• _Metin_:
Suriye'ye müdahale için 3 şart
İstanbul'da medyanın karşısına çıkan Suriye Müslüman Kardeşler lideri Riyad Şukfa'nın, Türkiye'den uçuşa kapalı bölge oluşturulmasına öncülük etmesini istemesi bazılarını şaşırtmışa benziyor. Ama bu yeni bir konu değil ki. Suriye muhalefetinin uluslararası toplum nezdinde bir süredir dile getirdiği taleplerden biri.
Gerekçesi de anlaşılabilir. Kaddafi'ye karşı Bingazi bölgesinin oynadığı rolden hareketle, Suriye içinde oluşturulacak korunaklı bir bölgenin, Baas rejiminin üstün askerî gücüne karşı muhalefete sığınak olacağı ve halkına kurşun sıkmak istemeyen Suriye askerlerinin burada daha rahat örgütlenebileceği düşünülüyor. Muhalefet temsilcilerinin, Türk yetkililerle baş başa görüşmelerde de bu talebi dile getirdiklerine kuşku yok.
Aslında sadece Suriye muhalefeti değil, sanki Batı'da bazı çevrelerde Türkiye'yi tek taraflı olarak askerî müdahaleye teşvik edip, doğacak sorunlarla yüz yüze bırakma hevesi sezilmiyor değil. Yani bir tür bölgesel jandarmalık önerisi. Zaten herkes Türkiye'nin model ve bölgesel aktör olduğundan söz etmiyor mu? Madem öyle, Suriye sınırına bir tampon bölge oluştursa veya belli bir alanda uçuş yasağı ilan etse ne olur?
Türkiye'nin, kendisini ve ülkesini kurtaracak reformlara Esed'i ikna için kaybettiği hayli zamandan sonra geldiği nokta net: Halkın demokratik talepleri önemlidir. Bu rejim kalıcı olamaz. Esed ne kadar çabuk giderse herkes için o kadar iyi olur. Suriye'deki Türk temsilciliklerine, Türk bayrağına yapılan saldırılar bu inancı daha da pekiştirdi. Cumhurbaşkanı Gül, Başbakan Erdoğan defaatle bu tutumu farklı sözlerle ifade etti.
Peki yaklaşım böyle ise Müslüman Kardeşler'in, Suriye Milli Konseyi'nin ve diğer çevrelerin Suriye'ye bir tür askerî müdahale anlamına gelen tekliflerine Türkiye nasıl bakıyor?
Türk Dışişleri kaynaklarından edindiğim izlenim, tampon bölge, uçuş yasağı ve askerî müdahale gibi opsiyonlar, Suriye krizini ele alırken gündeme gelen, olması asla arzu edilmeyen ama masanın üstündeki seçenekler. Devlet ciddiyeti olan her ülkenin de farklı senaryolara karşı hazırlıklı olması çok doğal. Hele bu ülke, 911 km'lik ortak sınırımız olan, köklü tarihî, kültürel ilişkilerin yanı sıra akrabalık bağlarının bulunduğu bir ülke ise.

• _Gösterilen Veriler_:
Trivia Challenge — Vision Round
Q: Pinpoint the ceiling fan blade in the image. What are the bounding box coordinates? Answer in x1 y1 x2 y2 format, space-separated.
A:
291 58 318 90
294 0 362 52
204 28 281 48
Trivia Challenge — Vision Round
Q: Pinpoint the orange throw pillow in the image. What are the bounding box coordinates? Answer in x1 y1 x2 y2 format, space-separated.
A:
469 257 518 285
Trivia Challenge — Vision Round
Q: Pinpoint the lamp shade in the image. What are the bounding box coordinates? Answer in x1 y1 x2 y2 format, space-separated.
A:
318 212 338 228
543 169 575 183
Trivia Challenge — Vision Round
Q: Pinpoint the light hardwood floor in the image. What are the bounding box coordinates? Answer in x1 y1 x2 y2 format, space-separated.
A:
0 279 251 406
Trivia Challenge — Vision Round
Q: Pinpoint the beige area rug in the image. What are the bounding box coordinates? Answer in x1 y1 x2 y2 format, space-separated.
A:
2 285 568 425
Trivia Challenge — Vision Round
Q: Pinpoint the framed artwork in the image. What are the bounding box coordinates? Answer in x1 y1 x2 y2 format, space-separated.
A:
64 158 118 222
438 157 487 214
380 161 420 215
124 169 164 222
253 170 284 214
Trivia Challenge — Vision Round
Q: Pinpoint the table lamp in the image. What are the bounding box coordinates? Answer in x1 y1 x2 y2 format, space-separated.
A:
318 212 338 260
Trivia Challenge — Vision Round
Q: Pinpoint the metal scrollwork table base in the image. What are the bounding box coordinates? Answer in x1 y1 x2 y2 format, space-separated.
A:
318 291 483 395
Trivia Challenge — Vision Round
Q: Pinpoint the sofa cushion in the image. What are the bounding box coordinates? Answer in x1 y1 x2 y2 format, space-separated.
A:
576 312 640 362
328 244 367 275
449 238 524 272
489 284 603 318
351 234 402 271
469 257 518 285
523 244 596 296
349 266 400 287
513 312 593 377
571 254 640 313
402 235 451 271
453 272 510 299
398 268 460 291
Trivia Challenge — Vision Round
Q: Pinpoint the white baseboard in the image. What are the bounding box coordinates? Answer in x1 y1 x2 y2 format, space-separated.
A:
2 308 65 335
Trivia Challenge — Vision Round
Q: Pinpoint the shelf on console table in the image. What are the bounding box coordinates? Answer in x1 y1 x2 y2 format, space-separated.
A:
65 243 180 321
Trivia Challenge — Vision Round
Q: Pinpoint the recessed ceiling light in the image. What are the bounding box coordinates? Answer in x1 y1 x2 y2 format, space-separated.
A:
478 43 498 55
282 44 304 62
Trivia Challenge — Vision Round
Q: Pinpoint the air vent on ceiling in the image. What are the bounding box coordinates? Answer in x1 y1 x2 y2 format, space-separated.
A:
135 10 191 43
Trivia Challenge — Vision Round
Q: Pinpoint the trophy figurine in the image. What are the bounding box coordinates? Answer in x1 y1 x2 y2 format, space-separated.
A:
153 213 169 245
...
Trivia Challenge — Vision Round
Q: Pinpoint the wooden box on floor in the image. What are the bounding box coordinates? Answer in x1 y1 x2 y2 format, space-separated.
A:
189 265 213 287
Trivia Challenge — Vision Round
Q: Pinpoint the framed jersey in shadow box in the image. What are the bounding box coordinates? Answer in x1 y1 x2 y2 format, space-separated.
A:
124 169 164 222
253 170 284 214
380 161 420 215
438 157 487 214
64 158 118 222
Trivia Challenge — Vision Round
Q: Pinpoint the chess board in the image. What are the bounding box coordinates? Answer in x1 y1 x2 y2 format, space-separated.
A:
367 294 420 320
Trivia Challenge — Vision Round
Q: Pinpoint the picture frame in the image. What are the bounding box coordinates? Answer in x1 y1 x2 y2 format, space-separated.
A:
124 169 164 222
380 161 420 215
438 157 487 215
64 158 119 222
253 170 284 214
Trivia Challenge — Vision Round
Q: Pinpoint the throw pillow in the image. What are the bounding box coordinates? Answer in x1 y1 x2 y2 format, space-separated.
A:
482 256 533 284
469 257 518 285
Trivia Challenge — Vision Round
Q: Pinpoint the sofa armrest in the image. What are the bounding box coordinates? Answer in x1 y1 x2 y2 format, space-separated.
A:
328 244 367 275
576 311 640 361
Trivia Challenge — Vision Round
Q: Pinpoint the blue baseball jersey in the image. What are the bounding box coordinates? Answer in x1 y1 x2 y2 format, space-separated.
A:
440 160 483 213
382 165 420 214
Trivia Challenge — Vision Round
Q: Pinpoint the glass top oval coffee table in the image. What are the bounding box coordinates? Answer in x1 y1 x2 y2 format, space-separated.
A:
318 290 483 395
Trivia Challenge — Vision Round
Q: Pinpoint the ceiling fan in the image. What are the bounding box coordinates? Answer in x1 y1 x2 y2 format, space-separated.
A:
---
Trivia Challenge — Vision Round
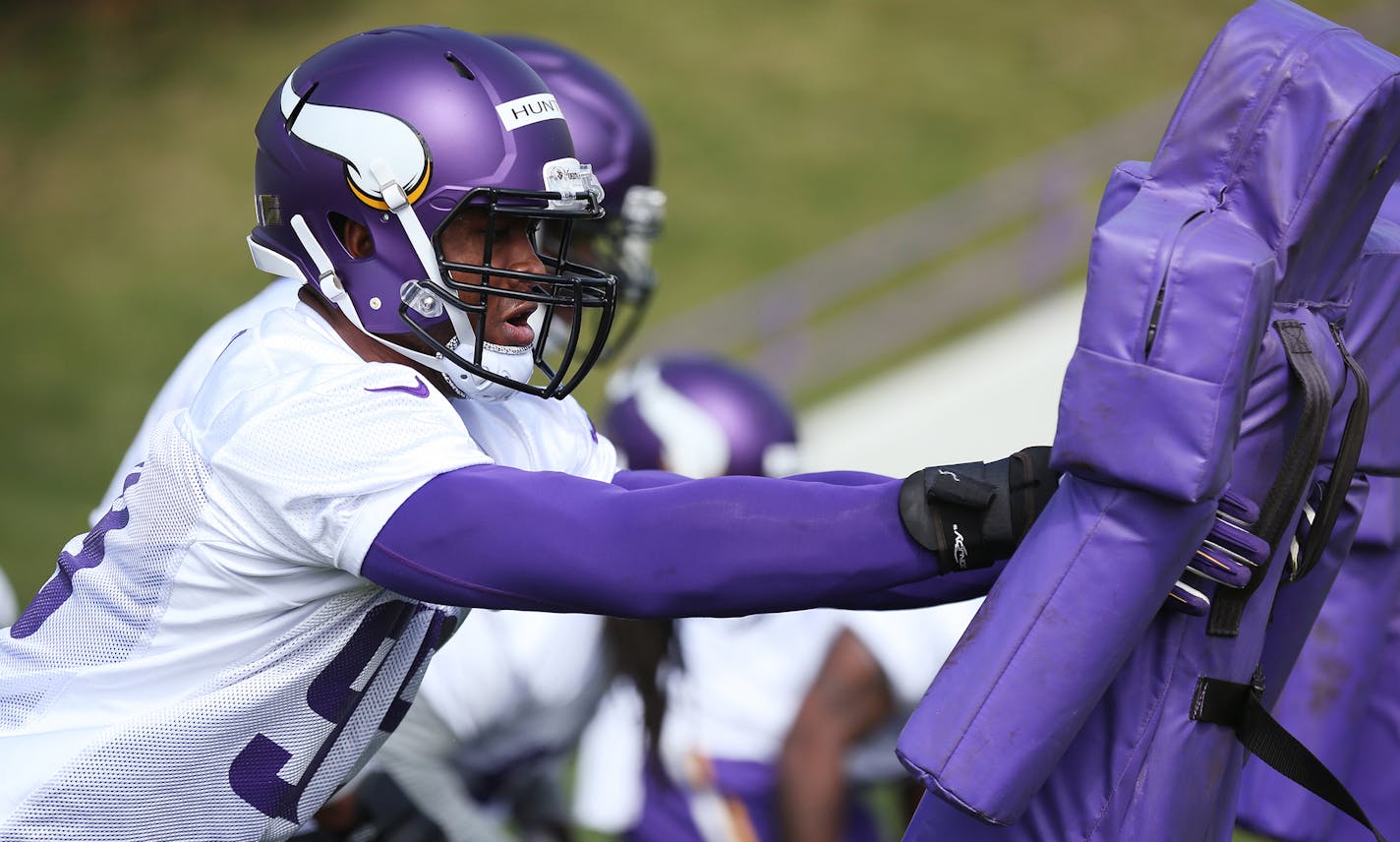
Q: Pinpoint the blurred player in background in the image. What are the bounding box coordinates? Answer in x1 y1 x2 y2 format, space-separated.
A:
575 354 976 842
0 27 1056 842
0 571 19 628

• _Yapılacak İş_: Metinde "Aslında sadece Suriye" sözlerinin geçtiği yerden başlayan ve "sözlerle ifade etti." sözlerinden sonra biten bölümü aynen geri ver. Bu verilere gerek yok.

• _Görevin Sonucu_:
Aslında sadece Suriye muhalefeti değil, sanki Batı'da bazı çevrelerde Türkiye'yi tek taraflı olarak askerî müdahaleye teşvik edip, doğacak sorunlarla yüz yüze bırakma hevesi sezilmiyor değil. Yani bir tür bölgesel jandarmalık önerisi. Zaten herkes Türkiye'nin model ve bölgesel aktör olduğundan söz etmiyor mu? Madem öyle, Suriye sınırına bir tampon bölge oluştursa veya belli bir alanda uçuş yasağı ilan etse ne olur?
Türkiye'nin, kendisini ve ülkesini kurtaracak reformlara Esed'i ikna için kaybettiği hayli zamandan sonra geldiği nokta net: Halkın demokratik talepleri önemlidir. Bu rejim kalıcı olamaz. Esed ne kadar çabuk giderse herkes için o kadar iyi olur. Suriye'deki Türk temsilciliklerine, Türk bayrağına yapılan saldırılar bu inancı daha da pekiştirdi. Cumhurbaşkanı Gül, Başbakan Erdoğan defaatle bu tutumu farklı sözlerle ifade etti.